## Your objective
Only the line with "Dear assistant, the user would like the window" and the lines after it, to the end of the data, should appear in the answer, each reproduced exactly.
#### Input material ####
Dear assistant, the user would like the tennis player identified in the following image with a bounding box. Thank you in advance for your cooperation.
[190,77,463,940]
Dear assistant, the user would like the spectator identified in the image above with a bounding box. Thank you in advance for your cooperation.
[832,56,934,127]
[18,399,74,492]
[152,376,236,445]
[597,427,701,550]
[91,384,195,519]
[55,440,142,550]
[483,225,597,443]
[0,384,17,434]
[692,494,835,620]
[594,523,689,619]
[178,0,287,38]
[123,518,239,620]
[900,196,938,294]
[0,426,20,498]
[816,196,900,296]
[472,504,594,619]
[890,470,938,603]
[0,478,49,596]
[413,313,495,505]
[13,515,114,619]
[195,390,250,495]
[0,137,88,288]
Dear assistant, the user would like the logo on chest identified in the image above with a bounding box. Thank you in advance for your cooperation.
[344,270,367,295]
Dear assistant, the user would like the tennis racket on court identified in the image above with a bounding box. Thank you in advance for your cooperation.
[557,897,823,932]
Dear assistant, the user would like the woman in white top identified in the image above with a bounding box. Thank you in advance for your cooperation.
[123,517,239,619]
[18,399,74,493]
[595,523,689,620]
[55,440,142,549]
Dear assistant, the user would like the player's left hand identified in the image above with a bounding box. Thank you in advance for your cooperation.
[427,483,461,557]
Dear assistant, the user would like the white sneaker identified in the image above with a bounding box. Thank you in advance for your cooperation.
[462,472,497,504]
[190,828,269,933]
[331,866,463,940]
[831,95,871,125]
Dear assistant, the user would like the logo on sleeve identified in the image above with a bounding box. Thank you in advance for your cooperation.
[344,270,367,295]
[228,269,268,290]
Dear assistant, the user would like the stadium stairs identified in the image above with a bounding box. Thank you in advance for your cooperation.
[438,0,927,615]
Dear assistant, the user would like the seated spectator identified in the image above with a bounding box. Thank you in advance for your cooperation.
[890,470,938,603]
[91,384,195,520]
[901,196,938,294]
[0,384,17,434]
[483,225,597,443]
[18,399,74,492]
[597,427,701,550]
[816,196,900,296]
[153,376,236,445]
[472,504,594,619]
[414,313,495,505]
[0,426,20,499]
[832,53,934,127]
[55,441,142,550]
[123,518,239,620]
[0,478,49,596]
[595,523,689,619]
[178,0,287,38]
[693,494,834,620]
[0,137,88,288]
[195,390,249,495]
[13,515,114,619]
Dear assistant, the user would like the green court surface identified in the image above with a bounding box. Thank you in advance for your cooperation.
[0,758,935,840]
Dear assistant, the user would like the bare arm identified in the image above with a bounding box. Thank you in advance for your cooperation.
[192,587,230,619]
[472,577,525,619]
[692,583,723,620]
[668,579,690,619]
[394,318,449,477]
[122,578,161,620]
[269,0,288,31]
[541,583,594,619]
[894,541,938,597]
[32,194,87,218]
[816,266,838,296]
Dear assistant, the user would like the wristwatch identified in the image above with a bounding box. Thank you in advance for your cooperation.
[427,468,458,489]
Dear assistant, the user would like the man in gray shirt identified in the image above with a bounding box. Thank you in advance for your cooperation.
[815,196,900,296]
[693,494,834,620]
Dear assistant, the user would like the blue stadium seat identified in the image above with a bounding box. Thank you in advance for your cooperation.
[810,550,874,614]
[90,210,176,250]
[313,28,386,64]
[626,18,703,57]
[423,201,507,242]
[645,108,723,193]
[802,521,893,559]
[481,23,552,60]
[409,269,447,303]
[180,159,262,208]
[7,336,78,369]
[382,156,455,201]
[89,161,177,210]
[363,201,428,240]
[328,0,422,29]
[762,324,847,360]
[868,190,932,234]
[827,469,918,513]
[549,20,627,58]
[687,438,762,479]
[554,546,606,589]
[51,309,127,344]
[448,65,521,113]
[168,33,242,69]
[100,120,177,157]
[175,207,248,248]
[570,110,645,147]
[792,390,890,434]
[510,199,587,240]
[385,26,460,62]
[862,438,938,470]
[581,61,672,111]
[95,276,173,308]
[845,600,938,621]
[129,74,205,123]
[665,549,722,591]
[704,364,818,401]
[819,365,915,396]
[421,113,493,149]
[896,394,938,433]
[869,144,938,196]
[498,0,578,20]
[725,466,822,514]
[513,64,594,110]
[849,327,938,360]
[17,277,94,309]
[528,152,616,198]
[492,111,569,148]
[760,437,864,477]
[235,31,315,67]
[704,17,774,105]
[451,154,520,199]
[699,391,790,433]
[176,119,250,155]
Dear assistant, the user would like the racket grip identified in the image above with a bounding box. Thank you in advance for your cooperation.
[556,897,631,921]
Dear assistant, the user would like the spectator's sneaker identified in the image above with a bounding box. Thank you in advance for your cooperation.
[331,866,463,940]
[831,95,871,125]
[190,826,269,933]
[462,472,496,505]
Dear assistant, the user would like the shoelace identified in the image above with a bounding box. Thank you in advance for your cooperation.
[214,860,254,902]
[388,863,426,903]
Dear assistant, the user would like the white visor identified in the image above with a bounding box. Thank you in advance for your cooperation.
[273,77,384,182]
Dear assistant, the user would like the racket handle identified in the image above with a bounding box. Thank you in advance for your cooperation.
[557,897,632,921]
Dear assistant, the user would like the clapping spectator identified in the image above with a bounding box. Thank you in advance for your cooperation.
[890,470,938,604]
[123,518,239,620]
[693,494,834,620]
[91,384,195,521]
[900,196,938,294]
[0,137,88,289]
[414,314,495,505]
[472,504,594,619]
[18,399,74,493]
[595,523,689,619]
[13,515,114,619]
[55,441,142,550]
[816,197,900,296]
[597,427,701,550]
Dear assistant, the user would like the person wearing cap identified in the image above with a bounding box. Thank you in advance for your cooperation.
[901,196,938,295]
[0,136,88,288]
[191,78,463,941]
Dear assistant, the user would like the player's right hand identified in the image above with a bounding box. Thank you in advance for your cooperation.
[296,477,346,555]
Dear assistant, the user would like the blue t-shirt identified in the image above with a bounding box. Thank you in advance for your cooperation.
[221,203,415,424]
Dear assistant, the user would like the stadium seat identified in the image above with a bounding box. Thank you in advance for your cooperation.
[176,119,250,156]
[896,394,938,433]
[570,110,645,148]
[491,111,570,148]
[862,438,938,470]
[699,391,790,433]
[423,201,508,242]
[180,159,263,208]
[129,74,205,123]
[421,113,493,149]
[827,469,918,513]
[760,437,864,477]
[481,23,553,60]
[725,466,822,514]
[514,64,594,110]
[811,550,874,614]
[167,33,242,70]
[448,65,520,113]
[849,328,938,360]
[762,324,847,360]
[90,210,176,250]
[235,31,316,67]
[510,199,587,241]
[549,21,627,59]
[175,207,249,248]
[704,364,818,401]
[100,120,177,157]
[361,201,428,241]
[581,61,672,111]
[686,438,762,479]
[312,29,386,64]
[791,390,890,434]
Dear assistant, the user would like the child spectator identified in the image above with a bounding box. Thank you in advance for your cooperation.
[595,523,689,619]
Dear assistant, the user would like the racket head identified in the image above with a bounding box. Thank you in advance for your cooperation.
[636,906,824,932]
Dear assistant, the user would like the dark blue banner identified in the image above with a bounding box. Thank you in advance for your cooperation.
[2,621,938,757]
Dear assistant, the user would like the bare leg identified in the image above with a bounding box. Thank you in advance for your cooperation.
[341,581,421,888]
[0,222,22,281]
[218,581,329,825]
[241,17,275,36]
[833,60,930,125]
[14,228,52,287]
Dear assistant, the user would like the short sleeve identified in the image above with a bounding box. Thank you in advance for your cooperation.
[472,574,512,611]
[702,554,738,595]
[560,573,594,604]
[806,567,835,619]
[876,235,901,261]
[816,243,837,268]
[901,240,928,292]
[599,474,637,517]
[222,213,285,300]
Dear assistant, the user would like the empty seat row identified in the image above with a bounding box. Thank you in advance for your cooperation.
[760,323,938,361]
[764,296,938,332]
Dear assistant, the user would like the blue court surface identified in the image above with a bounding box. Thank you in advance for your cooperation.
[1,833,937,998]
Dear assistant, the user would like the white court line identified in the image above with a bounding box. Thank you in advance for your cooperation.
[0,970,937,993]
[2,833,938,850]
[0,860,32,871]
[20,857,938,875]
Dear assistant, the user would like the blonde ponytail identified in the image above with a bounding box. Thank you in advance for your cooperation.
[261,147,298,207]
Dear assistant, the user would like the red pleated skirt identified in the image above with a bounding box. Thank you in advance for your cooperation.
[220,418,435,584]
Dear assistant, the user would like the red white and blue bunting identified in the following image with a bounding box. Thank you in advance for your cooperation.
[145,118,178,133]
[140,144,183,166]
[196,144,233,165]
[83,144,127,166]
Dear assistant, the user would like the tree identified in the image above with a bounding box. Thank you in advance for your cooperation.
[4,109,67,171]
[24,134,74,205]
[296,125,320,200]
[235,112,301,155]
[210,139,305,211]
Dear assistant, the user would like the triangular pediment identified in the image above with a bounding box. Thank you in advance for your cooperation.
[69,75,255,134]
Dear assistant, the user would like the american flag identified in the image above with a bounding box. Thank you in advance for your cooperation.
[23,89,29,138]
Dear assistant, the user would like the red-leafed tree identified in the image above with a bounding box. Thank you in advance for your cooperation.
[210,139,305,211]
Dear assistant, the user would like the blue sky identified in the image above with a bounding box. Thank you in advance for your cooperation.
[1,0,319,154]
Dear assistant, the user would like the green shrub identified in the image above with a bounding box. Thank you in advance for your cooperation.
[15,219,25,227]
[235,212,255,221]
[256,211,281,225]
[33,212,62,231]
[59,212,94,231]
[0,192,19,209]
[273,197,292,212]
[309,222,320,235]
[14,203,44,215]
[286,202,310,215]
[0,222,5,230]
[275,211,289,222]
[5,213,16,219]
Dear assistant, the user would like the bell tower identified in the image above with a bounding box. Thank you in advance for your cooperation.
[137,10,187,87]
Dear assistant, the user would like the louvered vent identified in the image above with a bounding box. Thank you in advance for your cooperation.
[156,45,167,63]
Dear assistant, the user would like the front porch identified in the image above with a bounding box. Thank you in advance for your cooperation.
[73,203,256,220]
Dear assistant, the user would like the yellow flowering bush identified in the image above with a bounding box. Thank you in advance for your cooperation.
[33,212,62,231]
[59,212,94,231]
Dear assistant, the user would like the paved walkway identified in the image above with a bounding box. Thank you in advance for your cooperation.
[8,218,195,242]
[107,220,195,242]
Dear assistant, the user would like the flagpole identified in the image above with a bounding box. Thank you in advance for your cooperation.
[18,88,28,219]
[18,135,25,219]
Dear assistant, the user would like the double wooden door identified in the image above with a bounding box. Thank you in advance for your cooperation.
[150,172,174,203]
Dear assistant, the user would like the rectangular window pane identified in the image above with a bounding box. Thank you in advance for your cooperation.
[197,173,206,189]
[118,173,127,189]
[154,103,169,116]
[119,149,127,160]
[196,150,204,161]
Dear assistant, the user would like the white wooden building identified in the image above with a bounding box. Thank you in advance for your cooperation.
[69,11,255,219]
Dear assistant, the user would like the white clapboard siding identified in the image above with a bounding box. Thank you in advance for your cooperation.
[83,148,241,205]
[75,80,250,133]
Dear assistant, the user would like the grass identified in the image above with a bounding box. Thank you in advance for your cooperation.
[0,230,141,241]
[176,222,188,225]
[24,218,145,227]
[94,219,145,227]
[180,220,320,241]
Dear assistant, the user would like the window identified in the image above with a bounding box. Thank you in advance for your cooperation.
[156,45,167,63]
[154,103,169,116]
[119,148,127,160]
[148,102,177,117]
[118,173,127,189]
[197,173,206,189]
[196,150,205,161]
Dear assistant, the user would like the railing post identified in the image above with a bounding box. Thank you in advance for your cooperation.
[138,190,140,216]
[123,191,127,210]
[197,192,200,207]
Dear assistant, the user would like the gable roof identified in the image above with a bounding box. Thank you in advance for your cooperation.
####
## Exercise solution
Dear assistant, the user would like the window identified in the image above with a bounding box. Thank you in advance for your cooperation.
[156,45,167,63]
[154,103,169,116]
[119,148,127,160]
[148,102,177,117]
[118,173,127,189]
[197,173,206,189]
[196,150,205,161]
Dear assistant, the user would like the railing post identified in the image above with a bounding box. Thank you in advance for your cooperation.
[138,190,140,216]
[123,191,127,210]
[197,192,200,207]
Dear assistant, the user would like the gable roof identified in the image above with a bounding box. Thank you in advance for your cooperation.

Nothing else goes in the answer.